### Exercises to complete
1. Translate into French the following sentence from the best-of-2006 list: "As you know, my friends and I all trade our "best of" lists each year, and here's mine."
2. Extend the best-of-2006 list past its final sentence, keeping the same casual voice and the same category-and-colon format.

Sunday, April 29, 2007

My Best of 2006 list

Dear family:

For what it's worth . . .
As you know, my friends and I all trade our "best of" lists each year, and here's mine. Lots of this probably won't be interesting, but you can skim over it to see which movies, books, etc. I enjoyed most last year.

Best Travel: Cappadocia in the heartland of Turkey: sleeping in cave dwellings, hot air ballooning at dawn, and particularly, hiking with a local Turkish guide, Mehmet, into a 10th-century Christian church hidden from persecution by being carved into the walls of the canyon. And a close runner-up: the Four Seasons Istanbul.

Worst Travel: Flying Olympic Airways' prop-plane service from Athens to Santorini, and, during a nosedive, telling Julia good-bye.

Best Acquisition: A Christmas gift from my Dad--an alarm clock that projects the time onto the ceiling, which I love much more than any adult should.

Overall Highlight of 2006: Kathy Griffin, Live at the Nokia Theatre. I'm absolutely the target audience for this sort of stand-up comedy, which consisted of nearly 2 hours of scathing commentary on celebrity culture and the Bush administration.

### Extracted entries

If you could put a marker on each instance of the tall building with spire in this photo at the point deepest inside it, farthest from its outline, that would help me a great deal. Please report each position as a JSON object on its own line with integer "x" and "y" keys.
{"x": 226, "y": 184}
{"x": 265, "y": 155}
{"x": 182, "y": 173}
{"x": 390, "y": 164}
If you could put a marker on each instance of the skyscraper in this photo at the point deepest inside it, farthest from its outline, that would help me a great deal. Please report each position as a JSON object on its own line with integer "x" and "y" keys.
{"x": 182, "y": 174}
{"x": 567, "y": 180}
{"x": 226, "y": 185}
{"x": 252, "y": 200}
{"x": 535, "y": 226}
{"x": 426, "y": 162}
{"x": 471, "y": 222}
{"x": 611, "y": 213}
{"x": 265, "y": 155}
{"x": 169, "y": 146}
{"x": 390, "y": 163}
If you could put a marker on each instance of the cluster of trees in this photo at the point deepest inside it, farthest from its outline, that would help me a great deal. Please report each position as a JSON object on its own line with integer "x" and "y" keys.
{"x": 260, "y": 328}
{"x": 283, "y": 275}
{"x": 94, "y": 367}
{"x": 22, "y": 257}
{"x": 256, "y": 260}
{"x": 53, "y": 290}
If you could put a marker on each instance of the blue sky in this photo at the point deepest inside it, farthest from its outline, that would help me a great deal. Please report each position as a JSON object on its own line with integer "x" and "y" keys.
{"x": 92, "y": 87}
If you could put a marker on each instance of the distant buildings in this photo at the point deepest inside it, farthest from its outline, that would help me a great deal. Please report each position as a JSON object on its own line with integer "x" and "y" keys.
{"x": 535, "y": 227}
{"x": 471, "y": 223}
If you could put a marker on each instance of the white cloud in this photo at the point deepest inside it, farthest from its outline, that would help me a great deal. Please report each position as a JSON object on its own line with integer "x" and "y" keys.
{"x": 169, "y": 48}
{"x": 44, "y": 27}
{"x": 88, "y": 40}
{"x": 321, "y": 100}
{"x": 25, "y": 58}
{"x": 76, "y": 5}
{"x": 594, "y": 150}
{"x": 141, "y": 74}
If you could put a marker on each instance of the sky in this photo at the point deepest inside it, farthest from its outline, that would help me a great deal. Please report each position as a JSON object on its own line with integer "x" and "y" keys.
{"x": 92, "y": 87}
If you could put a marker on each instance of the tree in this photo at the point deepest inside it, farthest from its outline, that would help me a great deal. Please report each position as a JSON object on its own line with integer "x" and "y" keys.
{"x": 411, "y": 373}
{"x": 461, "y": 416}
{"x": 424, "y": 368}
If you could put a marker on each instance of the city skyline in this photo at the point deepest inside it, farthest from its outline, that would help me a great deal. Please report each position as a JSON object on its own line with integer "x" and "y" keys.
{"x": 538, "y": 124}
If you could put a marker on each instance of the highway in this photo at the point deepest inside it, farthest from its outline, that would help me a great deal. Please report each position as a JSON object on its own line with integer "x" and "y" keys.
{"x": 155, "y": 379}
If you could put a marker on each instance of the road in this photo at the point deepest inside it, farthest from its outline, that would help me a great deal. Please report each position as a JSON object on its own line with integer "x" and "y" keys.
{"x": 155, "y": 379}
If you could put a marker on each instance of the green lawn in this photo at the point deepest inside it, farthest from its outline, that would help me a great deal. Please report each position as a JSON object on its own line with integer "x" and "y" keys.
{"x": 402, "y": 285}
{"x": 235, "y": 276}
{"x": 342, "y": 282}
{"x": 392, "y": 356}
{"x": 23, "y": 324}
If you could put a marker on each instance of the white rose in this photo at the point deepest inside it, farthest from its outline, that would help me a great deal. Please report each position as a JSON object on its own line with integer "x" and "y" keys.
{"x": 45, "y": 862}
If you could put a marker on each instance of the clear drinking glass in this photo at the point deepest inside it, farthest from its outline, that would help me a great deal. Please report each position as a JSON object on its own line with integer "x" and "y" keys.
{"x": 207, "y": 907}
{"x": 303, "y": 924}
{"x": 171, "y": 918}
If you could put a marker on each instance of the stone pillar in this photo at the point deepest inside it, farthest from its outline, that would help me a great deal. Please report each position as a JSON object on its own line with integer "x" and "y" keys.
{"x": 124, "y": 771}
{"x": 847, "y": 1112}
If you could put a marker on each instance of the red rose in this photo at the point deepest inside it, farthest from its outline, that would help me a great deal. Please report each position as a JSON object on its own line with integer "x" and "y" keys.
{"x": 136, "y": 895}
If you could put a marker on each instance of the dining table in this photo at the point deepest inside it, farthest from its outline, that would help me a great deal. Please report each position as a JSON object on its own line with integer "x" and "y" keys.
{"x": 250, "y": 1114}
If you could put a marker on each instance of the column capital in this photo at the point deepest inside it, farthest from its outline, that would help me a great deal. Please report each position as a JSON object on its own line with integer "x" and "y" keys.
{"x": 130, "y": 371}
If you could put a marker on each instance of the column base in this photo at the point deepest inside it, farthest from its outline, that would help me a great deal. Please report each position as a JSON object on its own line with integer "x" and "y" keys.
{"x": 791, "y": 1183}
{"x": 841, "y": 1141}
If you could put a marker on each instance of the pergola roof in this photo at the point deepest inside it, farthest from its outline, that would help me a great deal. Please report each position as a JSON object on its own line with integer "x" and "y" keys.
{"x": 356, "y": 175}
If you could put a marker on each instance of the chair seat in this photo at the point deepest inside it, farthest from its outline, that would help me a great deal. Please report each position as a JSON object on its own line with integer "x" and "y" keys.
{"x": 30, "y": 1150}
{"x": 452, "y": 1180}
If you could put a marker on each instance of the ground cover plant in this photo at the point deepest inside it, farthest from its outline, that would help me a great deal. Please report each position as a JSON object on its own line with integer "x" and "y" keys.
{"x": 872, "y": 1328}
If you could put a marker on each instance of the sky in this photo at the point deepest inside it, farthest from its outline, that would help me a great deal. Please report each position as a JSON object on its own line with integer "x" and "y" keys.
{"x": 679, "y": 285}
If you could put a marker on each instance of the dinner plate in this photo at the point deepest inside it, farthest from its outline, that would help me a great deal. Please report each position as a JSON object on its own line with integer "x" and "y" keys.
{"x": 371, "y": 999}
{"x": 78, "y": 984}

### Task-by-task answers
1. Comme vous le savez, mes amis et moi échangeons chaque année nos listes des « meilleurs », et voici la mienne.

2.
Best Movies: While in 2005 my favorite films were movies that explored Big Issues like race (Crash); or class/gender (Pride and Prejudice), in 2006 I had a very different experience: the movies I found most satisfying were not the movies that aspired to win awards (Babel; The Last King of Scotland; Little Children), but were instead movies aiming simply to be popular entertainment . . . and that so successfully revived and revised the conventions of popular entertainment--through great writing and acting--that they felt completely fresh and new and, yes, deserving of popularity. So of my top 5 movies of the year, only Notes on a Scandal has the sort of pedigree I'd think would merit a place on a Top 10 list, while the other four movies are solidly rooted in, while also transforming, the formulas of popular entertainment: the road trip move (Little Miss Sunshine); the romantic comedy (The Holiday); the innocent-in-the-big-city (The Devil Wears Prada); and of course, the Bond movie (Casino Royale).

Best Movie of the Year: Casino Royale

Top 10:
1. Casino Royale
2. Notes on a Scandal
3. The Holiday
4. The Devil Wears Prada
5. Little Miss Sunshine
6. The Queen
7. The Pursuit of Happyness
8. An Inconvenient Truth
9. Children of Men
10. Blood Diamond

Best Performances:
Actress: Judi Dench, Notes on a Scandal
Supporting Actress: Adriana Barraza, Babel
Supporting Actor: Jackie Earle Haley, Little Children

Most overrated:
Jennifer Hudson's performance in Dreamgirls. If good acting is simply SINGING REALLY LOUD, she deserves an Oscar. But it isn't and she doesn't. Moreover, she was so vacant and expressionless that I found myself actively rooting for her character's demise, which is not what I'd guess the filmmakers had in mind. I really wish I'd followed my gut and skipped this movie, which I thought was dull and meaningless.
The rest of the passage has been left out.